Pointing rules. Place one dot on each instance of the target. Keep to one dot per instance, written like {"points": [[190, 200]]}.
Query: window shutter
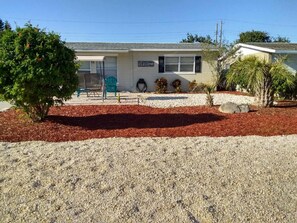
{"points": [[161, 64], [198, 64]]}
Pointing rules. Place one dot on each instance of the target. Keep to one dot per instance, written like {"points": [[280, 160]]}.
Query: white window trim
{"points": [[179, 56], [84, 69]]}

...

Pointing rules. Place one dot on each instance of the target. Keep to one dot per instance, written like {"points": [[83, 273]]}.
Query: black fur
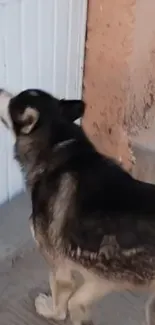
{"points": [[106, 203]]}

DO THIS :: Copy every line of the material above that contains the word "target".

RIGHT ANSWER ::
Pointing rules. Place one dot on each instance of the target. Keep to one dot per instance, written like {"points": [[190, 200]]}.
Pointing rules. Place one dot on each instance of the target. Keep to one dot per instance, written like {"points": [[280, 160]]}.
Pointing rules. Place one dot on each instance of the target. Keep to one dot per instance, written like {"points": [[83, 273]]}.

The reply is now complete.